YOUR INSTRUCTIONS
All lines from the one containing "target | orange-tinted rock" to the end of the data below are to be returned exactly, both ends included, with nothing added.

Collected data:
□ □ □ □

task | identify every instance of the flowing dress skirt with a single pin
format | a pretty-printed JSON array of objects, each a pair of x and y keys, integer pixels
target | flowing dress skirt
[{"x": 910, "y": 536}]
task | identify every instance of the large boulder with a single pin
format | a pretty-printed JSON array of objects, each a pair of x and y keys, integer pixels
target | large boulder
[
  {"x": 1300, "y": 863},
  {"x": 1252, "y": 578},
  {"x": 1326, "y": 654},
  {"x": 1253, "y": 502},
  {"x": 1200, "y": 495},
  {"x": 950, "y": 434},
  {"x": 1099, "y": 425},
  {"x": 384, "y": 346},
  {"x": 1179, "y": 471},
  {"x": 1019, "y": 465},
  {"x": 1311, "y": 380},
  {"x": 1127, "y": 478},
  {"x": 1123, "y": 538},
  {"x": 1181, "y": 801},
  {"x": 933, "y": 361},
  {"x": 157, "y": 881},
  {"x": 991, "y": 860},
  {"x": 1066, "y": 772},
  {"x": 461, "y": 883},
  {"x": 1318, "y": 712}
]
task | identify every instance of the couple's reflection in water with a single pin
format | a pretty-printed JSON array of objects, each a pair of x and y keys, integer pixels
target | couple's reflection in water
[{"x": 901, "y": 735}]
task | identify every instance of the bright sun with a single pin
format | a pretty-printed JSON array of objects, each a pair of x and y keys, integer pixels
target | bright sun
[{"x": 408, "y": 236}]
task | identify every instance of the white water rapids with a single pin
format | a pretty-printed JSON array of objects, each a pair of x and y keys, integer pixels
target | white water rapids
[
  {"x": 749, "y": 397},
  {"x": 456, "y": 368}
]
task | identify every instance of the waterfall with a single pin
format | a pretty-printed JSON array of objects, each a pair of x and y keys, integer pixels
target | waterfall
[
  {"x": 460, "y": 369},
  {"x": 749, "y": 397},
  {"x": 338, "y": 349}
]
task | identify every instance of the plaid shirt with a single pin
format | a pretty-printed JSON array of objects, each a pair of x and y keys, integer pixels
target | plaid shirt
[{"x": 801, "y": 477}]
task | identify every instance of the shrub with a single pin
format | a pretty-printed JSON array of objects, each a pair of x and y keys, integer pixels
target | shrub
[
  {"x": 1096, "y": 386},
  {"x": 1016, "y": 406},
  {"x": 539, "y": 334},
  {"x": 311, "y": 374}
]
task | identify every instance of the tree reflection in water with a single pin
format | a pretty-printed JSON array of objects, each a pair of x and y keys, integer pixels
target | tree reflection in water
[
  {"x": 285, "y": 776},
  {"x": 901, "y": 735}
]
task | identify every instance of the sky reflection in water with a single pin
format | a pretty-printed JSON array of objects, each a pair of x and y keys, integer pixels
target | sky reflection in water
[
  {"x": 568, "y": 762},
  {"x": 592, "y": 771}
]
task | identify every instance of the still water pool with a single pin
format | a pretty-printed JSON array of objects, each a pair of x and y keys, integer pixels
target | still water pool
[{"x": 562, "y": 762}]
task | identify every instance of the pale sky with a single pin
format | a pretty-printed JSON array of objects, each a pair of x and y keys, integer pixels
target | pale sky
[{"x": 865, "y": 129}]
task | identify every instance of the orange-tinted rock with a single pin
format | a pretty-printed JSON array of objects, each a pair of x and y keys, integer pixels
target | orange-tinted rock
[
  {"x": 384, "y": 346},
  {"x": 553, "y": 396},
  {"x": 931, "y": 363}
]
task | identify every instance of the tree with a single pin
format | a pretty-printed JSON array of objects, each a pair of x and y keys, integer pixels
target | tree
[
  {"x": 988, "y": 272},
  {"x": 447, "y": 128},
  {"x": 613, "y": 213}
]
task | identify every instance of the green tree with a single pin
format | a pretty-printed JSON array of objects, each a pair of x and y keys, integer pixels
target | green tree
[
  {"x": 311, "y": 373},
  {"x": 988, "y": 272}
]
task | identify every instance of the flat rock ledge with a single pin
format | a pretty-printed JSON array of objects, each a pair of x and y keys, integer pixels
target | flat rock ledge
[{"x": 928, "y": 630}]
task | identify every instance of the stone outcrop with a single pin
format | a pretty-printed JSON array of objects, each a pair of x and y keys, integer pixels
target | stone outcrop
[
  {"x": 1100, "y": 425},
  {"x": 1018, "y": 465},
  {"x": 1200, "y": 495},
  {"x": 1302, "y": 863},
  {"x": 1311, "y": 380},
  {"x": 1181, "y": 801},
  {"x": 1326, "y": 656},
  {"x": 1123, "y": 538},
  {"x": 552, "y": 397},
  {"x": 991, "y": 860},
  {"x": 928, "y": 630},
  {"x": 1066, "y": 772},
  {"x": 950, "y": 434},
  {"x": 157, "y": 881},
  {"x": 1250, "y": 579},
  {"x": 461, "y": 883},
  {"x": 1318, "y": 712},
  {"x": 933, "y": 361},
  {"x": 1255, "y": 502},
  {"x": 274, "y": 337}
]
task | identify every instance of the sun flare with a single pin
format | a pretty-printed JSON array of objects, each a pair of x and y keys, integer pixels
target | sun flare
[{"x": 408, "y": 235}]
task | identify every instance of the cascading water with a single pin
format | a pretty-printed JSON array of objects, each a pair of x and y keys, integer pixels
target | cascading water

□ □ □ □

ANSWER
target | orange-tinted rock
[
  {"x": 384, "y": 346},
  {"x": 553, "y": 396},
  {"x": 931, "y": 363}
]
task | identify every instance of the tree with a single pin
format | a pretty-printed JSON array of objects, each a pair of x and y keys, integer pixels
target | tree
[
  {"x": 988, "y": 272},
  {"x": 447, "y": 128},
  {"x": 613, "y": 213}
]
task | identify every instance of the green tree with a single pin
format | a pretty-printed JSON array of objects, each a pair of x and y keys, integer pixels
target | green tree
[
  {"x": 311, "y": 373},
  {"x": 988, "y": 272}
]
task | identify every instance of the flat rock ledge with a single pin
format | a pretty-printed JSON array of objects, each a pair of x and y keys, integer pixels
target | flat rock ledge
[{"x": 928, "y": 630}]
task | identify every instance of the stone outcrop with a single pin
format | a pretty-printed JSON array of objects, each a pair of x and y keys, integer pixels
target | stone outcrop
[
  {"x": 1100, "y": 425},
  {"x": 1018, "y": 465},
  {"x": 1200, "y": 495},
  {"x": 1302, "y": 863},
  {"x": 1311, "y": 380},
  {"x": 1181, "y": 801},
  {"x": 1326, "y": 656},
  {"x": 1123, "y": 538},
  {"x": 552, "y": 397},
  {"x": 991, "y": 860},
  {"x": 928, "y": 630},
  {"x": 1066, "y": 772},
  {"x": 950, "y": 434},
  {"x": 157, "y": 881},
  {"x": 1250, "y": 579},
  {"x": 461, "y": 883},
  {"x": 1318, "y": 712},
  {"x": 933, "y": 361},
  {"x": 1255, "y": 502},
  {"x": 274, "y": 337}
]
task | identify every instance of the sun flare with a single pin
format | a pretty-printed JSON array of objects, each a pair of x and y keys, integer pixels
target | sun flare
[{"x": 408, "y": 235}]
task | identify every instance of the cascading water with a single pin
format | a pretty-printed JSON array of objects, each a pair of x and y keys, integer pixels
target | cascading water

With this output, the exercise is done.